— Begin DOCUMENT —

Strong Thai baht pressures fragile tourism sector, shortens stays in already expensive Pattaya
Thai baht hits 7-month high, casting a shadow over Pattaya’s fragile tourism recovery as foreign visitors tighten spending.
PATTAYA, Thailand – The Thai baht has surged to its strongest level in seven months, reaching 33.03 baht per US dollar as of May 2. While this strength reflects growing foreign investor confidence, it is placing significant pressure on Thailand’s already fragile tourism sector, especially in destinations like Pattaya that rely heavily on spending from international visitors.
Earlier in the week, the baht temporarily weakened in line with falling global gold prices. However, it quickly regained strength mid-week, supported by foreign capital inflows into Thai stocks and bonds. These inflows came ahead of the Bank of Thailand’s decision to cut its policy interest rate by 0.25%, bringing it down to 1.75%, in a move aimed at supporting domestic economic activity.

— End DOCUMENT —
— Begin SUPPLIED RECORDS —

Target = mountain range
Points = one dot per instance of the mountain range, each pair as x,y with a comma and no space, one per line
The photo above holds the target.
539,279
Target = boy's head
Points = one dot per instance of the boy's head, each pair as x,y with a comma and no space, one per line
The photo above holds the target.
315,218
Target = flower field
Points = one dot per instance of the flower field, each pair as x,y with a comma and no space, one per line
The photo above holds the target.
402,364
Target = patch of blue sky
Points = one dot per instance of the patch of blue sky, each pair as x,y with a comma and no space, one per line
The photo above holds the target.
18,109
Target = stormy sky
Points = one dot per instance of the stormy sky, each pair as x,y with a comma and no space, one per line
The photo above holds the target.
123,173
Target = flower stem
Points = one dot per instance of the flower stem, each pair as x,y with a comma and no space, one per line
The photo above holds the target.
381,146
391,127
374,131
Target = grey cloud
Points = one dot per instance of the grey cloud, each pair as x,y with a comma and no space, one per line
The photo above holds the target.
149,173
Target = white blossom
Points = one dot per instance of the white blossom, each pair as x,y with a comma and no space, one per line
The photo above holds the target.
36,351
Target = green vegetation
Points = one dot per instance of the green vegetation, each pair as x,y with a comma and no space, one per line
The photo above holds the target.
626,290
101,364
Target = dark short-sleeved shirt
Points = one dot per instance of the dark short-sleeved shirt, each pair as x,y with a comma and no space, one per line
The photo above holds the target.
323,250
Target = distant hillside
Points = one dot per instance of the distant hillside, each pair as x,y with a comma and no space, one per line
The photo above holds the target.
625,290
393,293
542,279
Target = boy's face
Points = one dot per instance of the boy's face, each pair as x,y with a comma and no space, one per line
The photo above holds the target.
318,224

— End SUPPLIED RECORDS —
— Begin SUPPLIED RECORDS —

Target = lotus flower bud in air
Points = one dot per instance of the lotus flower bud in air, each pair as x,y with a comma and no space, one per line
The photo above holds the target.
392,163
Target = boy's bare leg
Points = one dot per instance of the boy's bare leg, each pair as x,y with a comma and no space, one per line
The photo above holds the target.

— End SUPPLIED RECORDS —

Please decide whether each statement agrees with the article on the Thai baht, answering yes or no and quoting the deciding words: (a) The baht reached 33.03 per US dollar as of May 2. (b) The Bank of Thailand raised its policy interest rate. (c) Earlier in the week, the baht weakened along with falling global gold prices.

RESPONSE:
(a) Yes: "reaching 33.03 baht per US dollar as of May 2"
(b) No: "cut its policy interest rate by 0.25%, bringing it down to 1.75%"
(c) Yes: "the baht temporarily weakened in line with falling global gold prices"